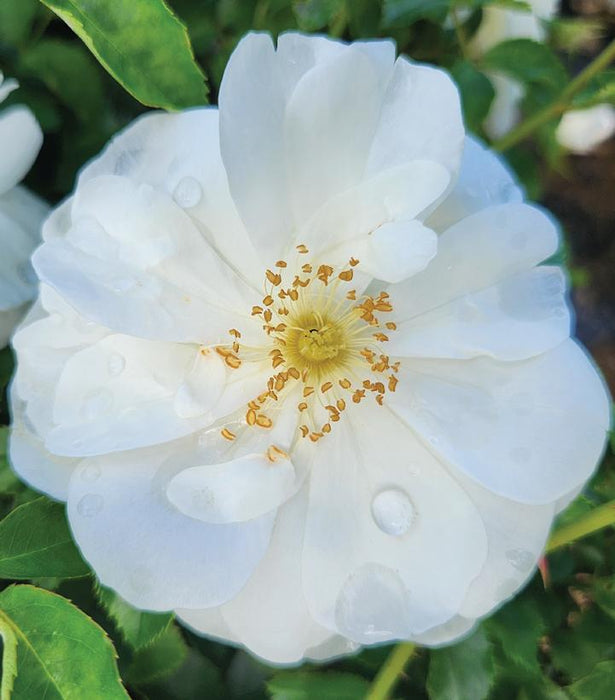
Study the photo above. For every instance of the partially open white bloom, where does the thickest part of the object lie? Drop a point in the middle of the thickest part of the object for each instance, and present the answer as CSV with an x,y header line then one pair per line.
x,y
503,24
21,212
296,366
581,130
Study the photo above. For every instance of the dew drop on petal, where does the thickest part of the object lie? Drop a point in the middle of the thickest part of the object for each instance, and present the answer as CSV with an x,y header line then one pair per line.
x,y
90,505
372,605
520,559
26,273
97,403
90,473
188,193
393,511
116,364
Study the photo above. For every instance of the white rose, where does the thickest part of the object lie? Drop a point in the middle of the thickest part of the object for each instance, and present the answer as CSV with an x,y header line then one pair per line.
x,y
299,373
21,212
581,130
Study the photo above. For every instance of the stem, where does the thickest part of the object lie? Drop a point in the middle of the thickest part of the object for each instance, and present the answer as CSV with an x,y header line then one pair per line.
x,y
459,33
597,519
559,105
389,674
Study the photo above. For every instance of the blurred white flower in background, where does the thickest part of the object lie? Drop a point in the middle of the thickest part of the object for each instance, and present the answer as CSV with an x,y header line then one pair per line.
x,y
296,367
580,131
21,212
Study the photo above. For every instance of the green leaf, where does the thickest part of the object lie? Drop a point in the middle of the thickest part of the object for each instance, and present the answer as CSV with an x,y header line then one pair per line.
x,y
159,659
576,650
35,541
70,73
603,592
313,15
303,685
197,678
138,628
598,685
401,12
142,44
477,93
465,670
7,363
16,20
518,627
600,89
55,650
529,62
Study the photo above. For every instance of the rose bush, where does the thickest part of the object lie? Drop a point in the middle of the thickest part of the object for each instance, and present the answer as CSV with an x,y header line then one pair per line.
x,y
298,365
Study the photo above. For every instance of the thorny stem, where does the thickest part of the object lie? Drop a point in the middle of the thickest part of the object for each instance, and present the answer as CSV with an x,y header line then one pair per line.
x,y
392,669
390,673
595,520
559,105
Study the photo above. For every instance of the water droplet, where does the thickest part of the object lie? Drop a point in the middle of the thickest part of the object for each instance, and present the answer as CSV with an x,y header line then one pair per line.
x,y
90,473
125,162
90,505
26,273
521,455
122,284
116,364
393,511
373,605
188,193
97,403
520,559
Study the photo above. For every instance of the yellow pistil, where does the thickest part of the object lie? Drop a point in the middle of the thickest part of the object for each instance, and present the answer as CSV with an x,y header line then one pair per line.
x,y
324,344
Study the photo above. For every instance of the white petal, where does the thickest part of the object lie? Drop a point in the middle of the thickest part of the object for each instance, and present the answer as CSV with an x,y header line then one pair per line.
x,y
504,112
397,250
420,119
252,101
134,261
20,141
517,535
17,278
484,179
179,155
397,559
119,393
269,615
453,630
531,431
207,621
202,386
399,194
234,491
518,318
141,546
581,130
329,123
33,463
476,253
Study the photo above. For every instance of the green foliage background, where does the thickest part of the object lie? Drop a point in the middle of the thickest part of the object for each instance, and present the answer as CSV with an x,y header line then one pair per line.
x,y
87,68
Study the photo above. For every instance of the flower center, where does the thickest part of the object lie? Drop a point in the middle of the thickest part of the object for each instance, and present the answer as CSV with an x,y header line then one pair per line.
x,y
324,343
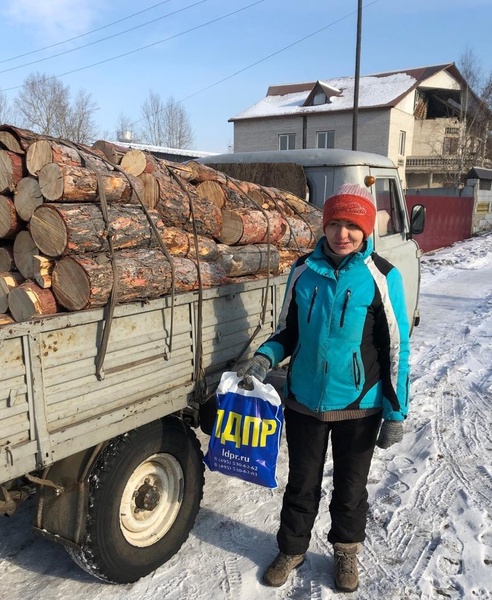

——————————

=== Objective ===
How many lines in the records above contain the string "petal"? Case counts, and the reply should be only the number.

=== Result of the task ===
2